Split a number into 3 smaller numbers that form a triangle Given a positive integer L (1 <= L < 10000), how many possible solutions to split L into 3 smaller positive integer a, b, c
Such that: 


*

*a + b + c = L   

*a, b, c form a valid triangle


Note: The problem ask for the number of possible solutions 
A valid triangle (a, b, c) must meet these conditions:  

a, b, c > 0 && a + b > c && a + c > b && b + c > a

 A: Let 
 a >= b >= c

We've got two conditions: 
 a + b + c = L
 a < (b + c)    /* since {a, b, c} is a valid triangle */ 

So we can conclude, that the maximum side a should be
 L/3 <= a < L/2

and b, c are any numbers in (0..L/2) range (both limits excluded) such that a + b + c = L. An easy example is a = b = c = L/3
Edit: since a should be taken to be within the [L/3..L/2) range, there're infinitely many ways to do this (providing that L > 0).
Edit 2: The number of different triangles which have integer side lengths and perimeter L is
[L * L / 48]              for even L
[(L + 3) * (L + 3) / 48]  for odd L

[...] stands for inter part (floor)

Requirements »
A – From the thread on splitting a number into triangle sides, quote the passage from "a, b, c > 0 && a" to "that L > 0).".
B – Summarize the thread on splitting a number into triangle sides in two sentences.
C – Decide whether each statement agrees with the thread on splitting a number into triangle sides, answering yes or no and quoting the deciding words: (i) The answer lets a be the largest of the three sides. (ii) The question allows L to be at most 1000. (iii) The square brackets in the formulas mean rounding up.

Record list »

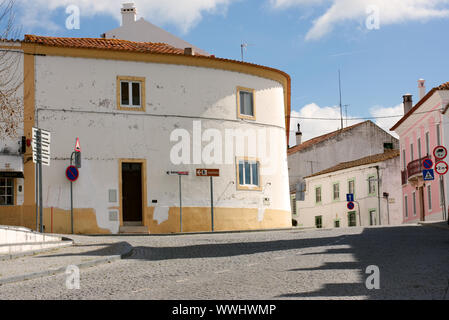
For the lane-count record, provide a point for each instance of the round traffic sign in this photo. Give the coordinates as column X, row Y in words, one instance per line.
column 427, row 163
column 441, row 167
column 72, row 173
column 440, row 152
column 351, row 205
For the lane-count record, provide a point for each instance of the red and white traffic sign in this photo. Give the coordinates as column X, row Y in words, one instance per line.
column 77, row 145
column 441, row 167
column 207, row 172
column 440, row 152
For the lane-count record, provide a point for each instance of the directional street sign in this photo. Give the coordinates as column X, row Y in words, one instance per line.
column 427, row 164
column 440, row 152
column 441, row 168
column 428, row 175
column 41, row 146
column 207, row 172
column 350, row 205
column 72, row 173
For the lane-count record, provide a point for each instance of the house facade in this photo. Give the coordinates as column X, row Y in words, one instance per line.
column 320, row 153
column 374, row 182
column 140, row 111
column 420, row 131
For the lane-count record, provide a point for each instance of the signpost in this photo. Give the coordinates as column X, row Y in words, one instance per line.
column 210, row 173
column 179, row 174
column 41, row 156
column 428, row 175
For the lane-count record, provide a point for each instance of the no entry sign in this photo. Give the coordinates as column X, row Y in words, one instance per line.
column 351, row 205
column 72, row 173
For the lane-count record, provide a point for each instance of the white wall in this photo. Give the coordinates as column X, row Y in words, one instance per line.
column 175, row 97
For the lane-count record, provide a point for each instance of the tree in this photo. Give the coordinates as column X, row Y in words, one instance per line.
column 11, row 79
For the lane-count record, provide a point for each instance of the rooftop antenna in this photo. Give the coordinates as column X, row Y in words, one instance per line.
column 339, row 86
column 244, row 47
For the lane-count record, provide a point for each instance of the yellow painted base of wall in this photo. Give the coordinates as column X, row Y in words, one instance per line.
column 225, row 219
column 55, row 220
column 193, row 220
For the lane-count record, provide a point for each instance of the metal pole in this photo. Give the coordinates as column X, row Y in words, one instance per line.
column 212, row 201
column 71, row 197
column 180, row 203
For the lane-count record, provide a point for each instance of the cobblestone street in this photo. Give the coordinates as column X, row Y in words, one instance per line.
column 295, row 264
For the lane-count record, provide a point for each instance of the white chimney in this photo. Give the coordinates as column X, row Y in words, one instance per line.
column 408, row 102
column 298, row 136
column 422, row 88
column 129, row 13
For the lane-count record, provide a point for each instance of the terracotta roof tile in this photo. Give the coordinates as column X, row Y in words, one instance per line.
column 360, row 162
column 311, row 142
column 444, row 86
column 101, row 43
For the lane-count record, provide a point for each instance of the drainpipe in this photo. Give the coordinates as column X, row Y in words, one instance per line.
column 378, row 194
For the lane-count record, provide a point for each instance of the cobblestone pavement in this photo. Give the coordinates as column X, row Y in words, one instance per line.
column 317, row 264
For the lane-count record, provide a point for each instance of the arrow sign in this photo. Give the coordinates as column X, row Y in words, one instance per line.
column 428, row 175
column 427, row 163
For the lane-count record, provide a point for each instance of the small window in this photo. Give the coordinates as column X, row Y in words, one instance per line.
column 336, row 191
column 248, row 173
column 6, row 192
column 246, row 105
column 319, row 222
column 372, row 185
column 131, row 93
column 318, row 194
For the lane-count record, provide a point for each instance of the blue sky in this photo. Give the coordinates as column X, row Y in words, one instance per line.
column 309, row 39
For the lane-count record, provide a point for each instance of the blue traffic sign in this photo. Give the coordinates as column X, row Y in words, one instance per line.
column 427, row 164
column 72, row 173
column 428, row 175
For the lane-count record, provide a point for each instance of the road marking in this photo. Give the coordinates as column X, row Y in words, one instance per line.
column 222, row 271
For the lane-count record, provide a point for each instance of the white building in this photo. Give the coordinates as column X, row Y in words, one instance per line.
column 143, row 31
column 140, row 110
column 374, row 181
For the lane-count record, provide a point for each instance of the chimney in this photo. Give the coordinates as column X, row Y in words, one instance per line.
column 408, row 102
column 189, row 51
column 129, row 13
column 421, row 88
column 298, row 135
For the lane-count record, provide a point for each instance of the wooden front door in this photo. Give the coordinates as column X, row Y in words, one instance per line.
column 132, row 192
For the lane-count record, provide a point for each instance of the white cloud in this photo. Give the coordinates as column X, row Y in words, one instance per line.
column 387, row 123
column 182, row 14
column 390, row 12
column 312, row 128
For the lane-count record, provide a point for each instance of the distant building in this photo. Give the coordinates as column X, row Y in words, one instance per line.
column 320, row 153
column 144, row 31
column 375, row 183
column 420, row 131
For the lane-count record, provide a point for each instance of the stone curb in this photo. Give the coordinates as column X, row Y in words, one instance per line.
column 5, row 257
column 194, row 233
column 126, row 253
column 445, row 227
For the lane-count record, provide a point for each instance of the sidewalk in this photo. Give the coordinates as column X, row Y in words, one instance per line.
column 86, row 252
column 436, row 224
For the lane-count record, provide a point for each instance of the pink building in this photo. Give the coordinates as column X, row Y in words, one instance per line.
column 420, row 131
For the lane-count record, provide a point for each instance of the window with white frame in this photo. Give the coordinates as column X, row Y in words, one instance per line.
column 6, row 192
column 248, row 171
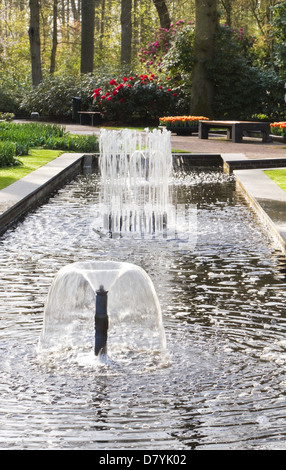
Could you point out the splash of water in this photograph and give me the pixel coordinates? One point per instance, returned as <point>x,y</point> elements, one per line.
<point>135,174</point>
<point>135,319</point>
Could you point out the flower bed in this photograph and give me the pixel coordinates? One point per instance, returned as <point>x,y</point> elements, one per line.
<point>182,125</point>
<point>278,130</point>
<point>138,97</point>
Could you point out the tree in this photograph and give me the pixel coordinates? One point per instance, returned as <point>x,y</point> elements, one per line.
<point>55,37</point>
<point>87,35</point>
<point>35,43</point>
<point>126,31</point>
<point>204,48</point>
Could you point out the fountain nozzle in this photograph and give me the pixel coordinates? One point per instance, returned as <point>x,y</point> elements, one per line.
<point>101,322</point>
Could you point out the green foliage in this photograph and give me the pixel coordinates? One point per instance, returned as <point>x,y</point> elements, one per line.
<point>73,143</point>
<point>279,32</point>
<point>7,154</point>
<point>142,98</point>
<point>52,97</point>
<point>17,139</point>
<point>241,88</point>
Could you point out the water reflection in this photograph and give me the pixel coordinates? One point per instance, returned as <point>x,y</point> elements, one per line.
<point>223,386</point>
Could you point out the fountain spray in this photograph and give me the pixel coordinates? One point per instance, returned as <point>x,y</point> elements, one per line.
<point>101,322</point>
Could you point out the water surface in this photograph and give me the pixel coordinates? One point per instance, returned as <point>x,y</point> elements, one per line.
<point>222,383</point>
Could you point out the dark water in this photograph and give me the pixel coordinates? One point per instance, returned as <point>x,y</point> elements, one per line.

The results »
A –
a, b, c > 0 && a + b > c && a + c > b && b + c > a

 A: Let 
 a >= b >= c

We've got two conditions: 
 a + b + c = L
 a < (b + c)    /* since {a, b, c} is a valid triangle */ 

So we can conclude, that the maximum side a should be
 L/3 <= a < L/2

and b, c are any numbers in (0..L/2) range (both limits excluded) such that a + b + c = L. An easy example is a = b = c = L/3
Edit: since a should be taken to be within the [L/3..L/2) range, there're infinitely many ways to do this (providing that L > 0).

B – The thread asks how many ways a positive integer L from 1 up to below 10000 can be split into three smaller positive integers a, b and c that add up to L and form a valid triangle. An answer takes a as the largest side, concludes that L/3 <= a < L/2, and gives the number of integer-sided triangles with perimeter L as the floor of L * L / 48 for even L and of (L + 3) * (L + 3) / 48 for odd L.

C –
(i) Yes: "a >= b >= c"
(ii) No: "1 <= L < 10000"
(iii) No: "[...] stands for inter part (floor)"